- _EXTRAIT_:
Dans la tradition protestante, nous concluons souvent les prières liturgiques sous une forme comme celle-ci: « Par Jésus Christ notre Seigneur qui vit et règne avec toi, Père, et le Saint-Esprit, un seul Dieu pour les siècles des siècles ». Si vous avez grandi, comme moi, dans l’univers catholique, une des premières formules qu’on vous a apprises est celle qui accompagne le signe de croix ou une bénédiction : « Au nom du Père, et du Fils, et du Saint-Esprit. »
Qui donc est Dieu? Qui donc est Dieu dans son être profond? Il existe bien sûr des réponses toutes faites. On nous a appris qu’il y a un seul Dieu en trois personnes, ou trois personnes en Dieu. On nous a appris que Jésus est la deuxième personne de la Sainte Trinité, qu’il est à la fois homme et Dieu, qu’il a donc deux natures en une seule personne. Et nous voilà devant un théorème théologique indéchiffrable, une équation à trois inconnues. Est-ce qu’en voulant se faire connaître de nous, Dieu aurait plutôt rendu cette connaissance incompréhensible?

- _Données tirées d'une collection_:
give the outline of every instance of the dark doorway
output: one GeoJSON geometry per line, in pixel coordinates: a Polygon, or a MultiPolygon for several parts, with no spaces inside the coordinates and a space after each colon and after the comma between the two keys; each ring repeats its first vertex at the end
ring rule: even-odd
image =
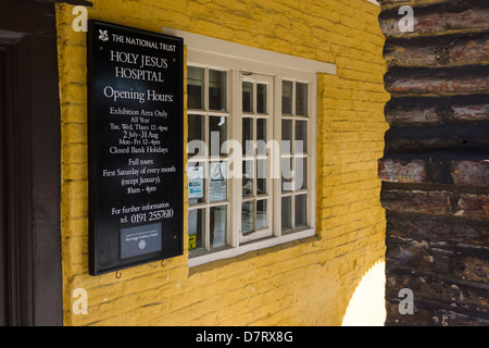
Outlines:
{"type": "Polygon", "coordinates": [[[0,2],[0,325],[62,325],[54,5],[0,2]]]}

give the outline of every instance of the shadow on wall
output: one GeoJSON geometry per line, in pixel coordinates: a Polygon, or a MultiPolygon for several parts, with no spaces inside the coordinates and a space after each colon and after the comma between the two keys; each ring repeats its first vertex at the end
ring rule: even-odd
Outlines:
{"type": "Polygon", "coordinates": [[[378,261],[362,277],[343,316],[342,326],[384,326],[386,262],[378,261]]]}

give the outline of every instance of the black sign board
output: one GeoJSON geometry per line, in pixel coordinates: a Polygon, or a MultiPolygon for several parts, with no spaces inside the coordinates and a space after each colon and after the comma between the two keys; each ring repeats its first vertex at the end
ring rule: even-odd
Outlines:
{"type": "Polygon", "coordinates": [[[89,21],[89,256],[98,275],[183,253],[183,40],[89,21]]]}

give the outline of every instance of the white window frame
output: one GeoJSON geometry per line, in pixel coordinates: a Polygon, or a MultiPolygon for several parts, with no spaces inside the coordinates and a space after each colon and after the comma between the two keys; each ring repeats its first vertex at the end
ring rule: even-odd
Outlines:
{"type": "MultiPolygon", "coordinates": [[[[231,115],[228,119],[228,139],[241,138],[241,126],[234,124],[235,116],[238,114],[237,101],[241,100],[238,88],[240,84],[241,73],[252,73],[260,75],[268,75],[274,79],[274,109],[275,117],[272,115],[273,139],[281,139],[281,80],[292,80],[306,83],[309,86],[309,110],[310,117],[308,121],[308,227],[296,229],[293,233],[283,234],[280,226],[280,204],[281,199],[281,181],[274,179],[272,195],[272,236],[252,239],[248,243],[240,244],[240,220],[233,219],[228,221],[228,245],[229,247],[220,248],[218,250],[205,253],[189,254],[189,266],[196,266],[203,263],[229,259],[243,254],[249,251],[269,248],[285,243],[303,239],[315,235],[315,214],[316,214],[316,147],[317,147],[317,74],[336,74],[336,65],[308,60],[293,55],[266,51],[229,41],[214,39],[202,35],[176,30],[172,28],[163,28],[166,35],[173,35],[184,38],[187,47],[187,65],[205,66],[215,70],[228,71],[228,112],[231,115]]],[[[267,139],[267,141],[271,139],[267,139]]],[[[280,152],[271,158],[272,167],[280,167],[280,152]]],[[[241,212],[241,199],[233,199],[236,192],[241,195],[240,179],[230,178],[228,185],[228,208],[231,212],[241,212]],[[239,182],[239,183],[238,183],[239,182]]],[[[209,204],[209,203],[208,203],[209,204]]],[[[208,224],[209,222],[206,222],[208,224]]]]}

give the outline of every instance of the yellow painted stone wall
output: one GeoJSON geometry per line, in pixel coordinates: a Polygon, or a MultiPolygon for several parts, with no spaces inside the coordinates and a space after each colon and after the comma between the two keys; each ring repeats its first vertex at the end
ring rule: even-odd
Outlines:
{"type": "Polygon", "coordinates": [[[72,10],[57,5],[64,325],[341,325],[362,277],[385,256],[377,159],[389,96],[379,8],[365,0],[93,0],[89,18],[172,27],[338,70],[318,77],[316,237],[192,269],[185,251],[118,278],[88,275],[86,34],[73,30],[72,10]],[[76,289],[88,296],[86,314],[74,311],[76,289]]]}

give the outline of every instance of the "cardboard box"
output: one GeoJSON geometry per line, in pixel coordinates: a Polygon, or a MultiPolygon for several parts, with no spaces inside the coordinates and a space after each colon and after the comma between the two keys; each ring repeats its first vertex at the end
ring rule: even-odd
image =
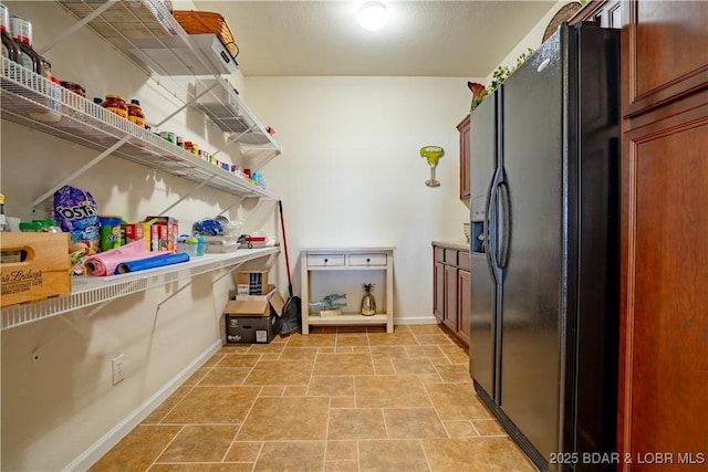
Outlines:
{"type": "Polygon", "coordinates": [[[283,302],[278,291],[269,301],[231,300],[223,308],[227,343],[268,344],[283,325],[283,302]]]}
{"type": "Polygon", "coordinates": [[[69,233],[0,232],[0,306],[71,292],[69,233]]]}
{"type": "Polygon", "coordinates": [[[244,271],[237,276],[238,295],[266,295],[269,291],[268,271],[244,271]]]}
{"type": "Polygon", "coordinates": [[[256,301],[256,302],[269,302],[275,295],[275,285],[268,285],[268,293],[266,295],[236,295],[235,300],[240,301],[256,301]]]}

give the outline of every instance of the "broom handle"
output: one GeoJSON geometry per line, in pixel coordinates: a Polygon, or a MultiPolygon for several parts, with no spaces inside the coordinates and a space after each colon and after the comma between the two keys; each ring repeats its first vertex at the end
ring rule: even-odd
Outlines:
{"type": "Polygon", "coordinates": [[[280,209],[280,228],[283,233],[283,247],[285,248],[285,268],[288,269],[288,291],[292,298],[292,281],[290,280],[290,258],[288,256],[288,239],[285,238],[285,221],[283,220],[283,202],[278,200],[278,208],[280,209]]]}

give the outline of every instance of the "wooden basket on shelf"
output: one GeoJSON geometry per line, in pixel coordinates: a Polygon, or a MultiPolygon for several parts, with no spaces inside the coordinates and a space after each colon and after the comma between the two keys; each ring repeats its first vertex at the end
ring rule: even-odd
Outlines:
{"type": "Polygon", "coordinates": [[[229,23],[227,23],[221,14],[195,10],[175,10],[173,14],[175,15],[175,20],[177,20],[187,33],[216,34],[233,59],[239,55],[236,38],[231,32],[231,28],[229,28],[229,23]]]}

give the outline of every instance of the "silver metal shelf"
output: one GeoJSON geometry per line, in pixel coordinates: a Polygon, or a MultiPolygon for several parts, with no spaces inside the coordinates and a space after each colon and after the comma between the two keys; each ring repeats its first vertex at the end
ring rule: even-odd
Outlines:
{"type": "Polygon", "coordinates": [[[191,279],[207,272],[229,270],[247,261],[278,254],[279,252],[279,247],[240,249],[232,253],[206,254],[200,258],[192,258],[189,262],[135,273],[107,277],[73,277],[72,291],[67,295],[3,308],[0,312],[2,314],[0,331],[39,322],[73,310],[97,305],[180,280],[191,279]]]}
{"type": "Polygon", "coordinates": [[[158,75],[195,76],[197,105],[220,129],[230,134],[230,141],[257,146],[257,150],[266,150],[271,157],[281,153],[266,127],[221,77],[236,69],[226,70],[223,63],[215,60],[214,48],[202,44],[205,35],[187,34],[162,1],[108,0],[107,6],[105,1],[60,0],[60,3],[158,75]],[[92,18],[94,14],[97,17],[92,18]],[[209,88],[209,93],[199,96],[205,88],[209,88]]]}
{"type": "Polygon", "coordinates": [[[279,197],[2,57],[2,119],[243,197],[279,197]],[[125,143],[119,144],[121,140],[125,143]]]}

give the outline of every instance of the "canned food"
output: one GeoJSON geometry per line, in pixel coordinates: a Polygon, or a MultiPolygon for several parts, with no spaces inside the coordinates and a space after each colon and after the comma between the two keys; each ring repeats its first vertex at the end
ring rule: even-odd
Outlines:
{"type": "Polygon", "coordinates": [[[177,144],[177,135],[173,132],[160,132],[159,137],[171,144],[177,144]]]}
{"type": "Polygon", "coordinates": [[[103,101],[102,105],[108,112],[115,113],[122,118],[128,118],[128,106],[121,95],[106,95],[106,99],[103,101]]]}

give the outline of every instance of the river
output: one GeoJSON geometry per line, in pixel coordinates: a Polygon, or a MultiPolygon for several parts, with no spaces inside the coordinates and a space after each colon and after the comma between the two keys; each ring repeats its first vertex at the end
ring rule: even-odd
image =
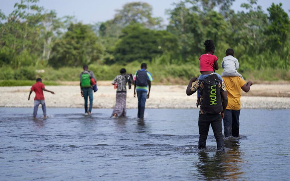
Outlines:
{"type": "Polygon", "coordinates": [[[238,138],[198,148],[198,110],[0,107],[0,180],[289,180],[290,110],[242,109],[238,138]]]}

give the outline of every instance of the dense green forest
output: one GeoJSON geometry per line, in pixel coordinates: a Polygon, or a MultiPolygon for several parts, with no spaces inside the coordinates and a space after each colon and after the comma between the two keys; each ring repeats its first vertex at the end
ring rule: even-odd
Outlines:
{"type": "Polygon", "coordinates": [[[0,10],[0,80],[77,80],[85,64],[99,80],[110,80],[145,62],[157,82],[176,83],[199,74],[198,58],[210,39],[220,64],[234,49],[246,78],[290,80],[290,21],[281,4],[265,12],[249,0],[235,12],[234,0],[183,0],[166,10],[165,24],[150,4],[136,2],[112,19],[85,24],[38,1],[20,1],[9,15],[0,10]]]}

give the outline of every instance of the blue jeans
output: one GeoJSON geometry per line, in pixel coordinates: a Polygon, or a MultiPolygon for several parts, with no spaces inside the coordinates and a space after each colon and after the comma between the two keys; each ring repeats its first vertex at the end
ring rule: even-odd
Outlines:
{"type": "Polygon", "coordinates": [[[145,103],[147,99],[147,92],[144,90],[137,91],[138,97],[138,117],[143,118],[144,117],[145,111],[145,103]]]}
{"type": "Polygon", "coordinates": [[[90,99],[90,107],[89,108],[89,111],[90,113],[92,112],[92,109],[93,108],[93,89],[91,88],[82,88],[83,91],[84,98],[85,99],[85,112],[88,112],[88,96],[89,96],[90,99]]]}
{"type": "Polygon", "coordinates": [[[46,115],[46,107],[45,106],[45,101],[44,100],[34,100],[34,108],[33,109],[33,117],[36,117],[37,115],[37,110],[38,109],[39,104],[41,104],[41,108],[43,111],[43,115],[46,115]]]}
{"type": "Polygon", "coordinates": [[[238,137],[240,134],[240,112],[238,110],[226,109],[224,118],[224,137],[232,136],[238,137]]]}
{"type": "MultiPolygon", "coordinates": [[[[216,74],[218,76],[218,77],[219,77],[219,79],[221,81],[223,81],[222,79],[222,76],[220,75],[219,74],[215,72],[213,72],[213,74],[216,74]]],[[[198,77],[198,79],[200,81],[204,80],[207,77],[210,75],[210,74],[206,74],[205,75],[202,75],[202,74],[198,77]]],[[[197,97],[200,97],[200,94],[199,93],[199,90],[197,90],[197,97]]]]}

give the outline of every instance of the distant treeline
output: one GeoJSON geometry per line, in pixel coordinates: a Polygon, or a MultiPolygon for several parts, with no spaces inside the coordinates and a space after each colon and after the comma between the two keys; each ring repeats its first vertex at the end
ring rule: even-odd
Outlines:
{"type": "Polygon", "coordinates": [[[242,73],[290,69],[290,21],[281,4],[273,3],[264,12],[251,0],[236,13],[231,9],[234,0],[184,0],[166,10],[169,24],[164,25],[161,18],[152,16],[150,5],[133,2],[116,10],[112,19],[84,24],[73,17],[58,17],[38,1],[20,1],[9,15],[0,10],[0,66],[21,68],[19,76],[28,71],[25,66],[136,61],[190,64],[198,71],[208,39],[213,40],[220,60],[227,49],[234,49],[242,73]]]}

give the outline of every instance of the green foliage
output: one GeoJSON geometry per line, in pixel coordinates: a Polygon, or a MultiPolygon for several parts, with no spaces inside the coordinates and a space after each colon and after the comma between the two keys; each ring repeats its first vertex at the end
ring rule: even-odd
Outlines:
{"type": "Polygon", "coordinates": [[[97,62],[102,51],[97,39],[90,26],[71,24],[52,48],[49,64],[55,67],[77,66],[97,62]]]}
{"type": "Polygon", "coordinates": [[[269,43],[272,50],[280,51],[285,42],[289,40],[289,17],[282,8],[282,3],[275,5],[273,3],[267,9],[270,14],[268,18],[270,23],[267,31],[269,35],[269,43]]]}
{"type": "Polygon", "coordinates": [[[169,23],[160,30],[162,20],[145,3],[126,4],[112,19],[91,25],[22,0],[9,15],[0,10],[0,79],[78,81],[87,64],[98,79],[111,80],[120,65],[134,73],[145,61],[155,81],[184,81],[199,74],[208,39],[220,64],[226,49],[234,49],[244,77],[289,79],[290,21],[282,4],[267,13],[251,0],[235,12],[234,1],[181,0],[167,11],[169,23]]]}
{"type": "Polygon", "coordinates": [[[114,63],[151,61],[166,52],[174,52],[177,46],[176,39],[170,33],[151,30],[140,24],[130,25],[123,29],[123,33],[115,48],[114,63]]]}
{"type": "MultiPolygon", "coordinates": [[[[35,84],[35,81],[8,80],[0,80],[0,87],[12,86],[31,86],[35,84]]],[[[46,85],[59,85],[60,84],[52,81],[45,81],[42,82],[46,85]]]]}

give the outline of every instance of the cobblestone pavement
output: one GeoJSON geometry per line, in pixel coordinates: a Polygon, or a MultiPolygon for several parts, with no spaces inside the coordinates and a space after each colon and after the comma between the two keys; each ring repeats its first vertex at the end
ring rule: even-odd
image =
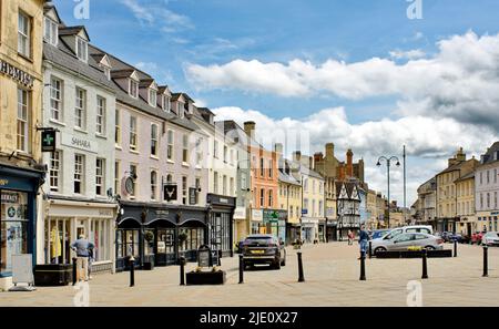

- _CONSIGNE_: Recopiez en entier le texte sur la Trinité, sans y changer un seul mot.

- _RÉPONSE FINALE_:
Dans la tradition protestante, nous concluons souvent les prières liturgiques sous une forme comme celle-ci: « Par Jésus Christ notre Seigneur qui vit et règne avec toi, Père, et le Saint-Esprit, un seul Dieu pour les siècles des siècles ». Si vous avez grandi, comme moi, dans l’univers catholique, une des premières formules qu’on vous a apprises est celle qui accompagne le signe de croix ou une bénédiction : « Au nom du Père, et du Fils, et du Saint-Esprit. »
Qui donc est Dieu? Qui donc est Dieu dans son être profond? Il existe bien sûr des réponses toutes faites. On nous a appris qu’il y a un seul Dieu en trois personnes, ou trois personnes en Dieu. On nous a appris que Jésus est la deuxième personne de la Sainte Trinité, qu’il est à la fois homme et Dieu, qu’il a donc deux natures en une seule personne. Et nous voilà devant un théorème théologique indéchiffrable, une équation à trois inconnues. Est-ce qu’en voulant se faire connaître de nous, Dieu aurait plutôt rendu cette connaissance incompréhensible?